*** Text shown ***

Mark’s Mayhem – New Year’s Resolutions!
In honor of the new decade I resolve to achieve the following five things in 2010.
I will take Landon Donovan to lunch and apologize for being such a hata. It’s not his fault that he is rich and I am not so rich and that he gets everything he wants and I don’t get nearly as much as I feel that I deserve. He’s quicker than me and also possesses a better, more consistent throw-in. It is what it is…Landon, can I pick you up at noon? Driving is not a problem, but could you pitch in a bit for gas?
I will watch an entire MLS game without shouting out that I could do it better. I’m old (as stated above), fifty pounds over my college playing weight and have no interest in doing anything that resembles a sprint (Beep Test this!). I can only dream to be as good as Wade Barrett or Seth Stammler. You guys no longer suck, you rule!
I will not pretend to understand any interpretation of the offsides rule. The other day I was actually engaged in a heated debate with a college soccer coach about whether you could be offsides if you are behind the ball. He thought in certain circumstances that you could. I knew you couldn’t, but we argued about it for twenty minutes and got half a dozen people involved in the discussion before I smacked him in the back of the head and ended it.
I will watch every second of every game of this summer’s World Cup, even if it means losing all of my jobs.
I will listen to one person a month who knows nothing about this game, but thinks that they do. And instead of giving them a swift smack to the back of the head (like I did everyday for two weeks during the last World Cup to Baby Bruce), I will patiently and politely lead them back to believing and thinking everything that I think. Then they will be fine.

*** Records shown ***

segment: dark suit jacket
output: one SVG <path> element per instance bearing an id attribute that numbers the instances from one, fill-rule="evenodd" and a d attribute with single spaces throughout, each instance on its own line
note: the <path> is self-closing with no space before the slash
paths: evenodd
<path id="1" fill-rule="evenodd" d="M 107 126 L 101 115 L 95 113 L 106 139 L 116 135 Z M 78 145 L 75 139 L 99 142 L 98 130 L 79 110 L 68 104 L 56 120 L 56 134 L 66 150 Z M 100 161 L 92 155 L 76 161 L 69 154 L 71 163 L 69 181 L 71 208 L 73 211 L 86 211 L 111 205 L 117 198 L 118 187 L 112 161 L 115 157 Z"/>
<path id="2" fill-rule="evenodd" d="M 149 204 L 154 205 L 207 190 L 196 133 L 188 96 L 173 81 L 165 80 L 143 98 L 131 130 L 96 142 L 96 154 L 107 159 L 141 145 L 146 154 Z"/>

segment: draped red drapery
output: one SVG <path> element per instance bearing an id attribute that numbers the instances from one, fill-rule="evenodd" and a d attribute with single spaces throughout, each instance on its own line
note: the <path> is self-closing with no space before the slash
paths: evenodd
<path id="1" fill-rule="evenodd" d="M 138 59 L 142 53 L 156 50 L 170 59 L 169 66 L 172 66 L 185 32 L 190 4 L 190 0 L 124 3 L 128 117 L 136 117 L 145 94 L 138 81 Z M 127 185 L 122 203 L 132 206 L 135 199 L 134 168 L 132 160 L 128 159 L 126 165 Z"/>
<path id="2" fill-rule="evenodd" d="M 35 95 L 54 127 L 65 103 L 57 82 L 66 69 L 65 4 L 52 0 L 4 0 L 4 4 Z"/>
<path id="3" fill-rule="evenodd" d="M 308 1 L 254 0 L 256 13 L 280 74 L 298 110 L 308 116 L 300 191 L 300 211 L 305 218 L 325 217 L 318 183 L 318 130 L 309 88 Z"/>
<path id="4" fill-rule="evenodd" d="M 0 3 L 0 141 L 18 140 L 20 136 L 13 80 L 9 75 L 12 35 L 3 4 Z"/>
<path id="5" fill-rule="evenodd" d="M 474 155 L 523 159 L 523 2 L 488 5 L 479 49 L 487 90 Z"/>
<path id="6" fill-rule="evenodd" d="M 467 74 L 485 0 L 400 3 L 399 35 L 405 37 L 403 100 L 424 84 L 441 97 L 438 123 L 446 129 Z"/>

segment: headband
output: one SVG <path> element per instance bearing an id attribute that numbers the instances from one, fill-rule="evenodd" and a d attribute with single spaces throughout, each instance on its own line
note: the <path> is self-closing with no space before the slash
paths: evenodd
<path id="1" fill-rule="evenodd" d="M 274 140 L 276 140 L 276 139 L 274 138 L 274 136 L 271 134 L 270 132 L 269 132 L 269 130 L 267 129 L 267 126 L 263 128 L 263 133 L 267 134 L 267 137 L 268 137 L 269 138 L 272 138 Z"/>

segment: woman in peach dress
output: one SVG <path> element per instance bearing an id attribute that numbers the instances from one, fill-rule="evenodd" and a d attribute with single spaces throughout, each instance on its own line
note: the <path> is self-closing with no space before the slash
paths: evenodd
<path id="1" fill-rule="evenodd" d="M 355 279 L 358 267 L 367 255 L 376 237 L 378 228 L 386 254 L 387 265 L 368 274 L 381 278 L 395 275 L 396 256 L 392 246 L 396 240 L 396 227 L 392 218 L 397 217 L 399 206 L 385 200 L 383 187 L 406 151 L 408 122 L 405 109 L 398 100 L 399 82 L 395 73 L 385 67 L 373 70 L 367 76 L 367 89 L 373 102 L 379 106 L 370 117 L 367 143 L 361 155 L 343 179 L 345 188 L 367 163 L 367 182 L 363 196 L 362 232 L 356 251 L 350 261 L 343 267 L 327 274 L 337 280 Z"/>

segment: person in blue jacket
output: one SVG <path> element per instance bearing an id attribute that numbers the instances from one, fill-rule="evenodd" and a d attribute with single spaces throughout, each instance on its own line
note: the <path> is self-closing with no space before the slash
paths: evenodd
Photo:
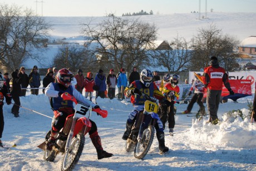
<path id="1" fill-rule="evenodd" d="M 118 87 L 118 93 L 119 93 L 119 98 L 125 98 L 125 95 L 124 92 L 125 89 L 127 87 L 127 79 L 126 75 L 125 74 L 125 70 L 124 68 L 121 68 L 120 74 L 117 78 L 117 87 Z M 124 87 L 122 89 L 122 92 L 121 89 L 122 86 Z"/>
<path id="2" fill-rule="evenodd" d="M 103 74 L 103 70 L 99 70 L 95 77 L 95 84 L 97 87 L 98 90 L 96 91 L 96 97 L 100 97 L 101 98 L 106 98 L 105 91 L 107 89 L 106 85 L 106 77 Z"/>

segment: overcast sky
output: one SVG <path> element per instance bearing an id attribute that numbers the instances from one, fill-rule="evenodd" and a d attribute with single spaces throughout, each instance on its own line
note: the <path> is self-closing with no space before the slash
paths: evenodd
<path id="1" fill-rule="evenodd" d="M 43 1 L 43 3 L 41 2 Z M 31 8 L 43 16 L 104 16 L 138 12 L 168 14 L 199 11 L 199 0 L 1 0 Z M 201 12 L 256 12 L 256 0 L 201 0 Z"/>

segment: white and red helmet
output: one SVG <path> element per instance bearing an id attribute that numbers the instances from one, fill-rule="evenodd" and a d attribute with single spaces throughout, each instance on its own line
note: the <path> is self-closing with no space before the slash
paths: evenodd
<path id="1" fill-rule="evenodd" d="M 56 79 L 58 83 L 64 86 L 66 88 L 70 86 L 73 74 L 67 68 L 60 69 L 56 74 Z"/>

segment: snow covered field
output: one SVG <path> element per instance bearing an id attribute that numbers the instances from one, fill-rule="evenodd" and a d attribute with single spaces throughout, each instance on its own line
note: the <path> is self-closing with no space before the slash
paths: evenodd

***

*Things to do*
a) Retype the New Year's resolutions piece word for word, starting with "Mark’s Mayhem –" and going on through "bit for gas?".
b) In the New Year's resolutions piece, how long did the argument with the college soccer coach over the offsides rule go on?

*Responses per task*
a)
Mark’s Mayhem – New Year’s Resolutions!
In honor of the new decade I resolve to achieve the following five things in 2010.
I will take Landon Donovan to lunch and apologize for being such a hata. It’s not his fault that he is rich and I am not so rich and that he gets everything he wants and I don’t get nearly as much as I feel that I deserve. He’s quicker than me and also possesses a better, more consistent throw-in. It is what it is…Landon, can I pick you up at noon? Driving is not a problem, but could you pitch in a bit for gas?

b) Twenty minutes.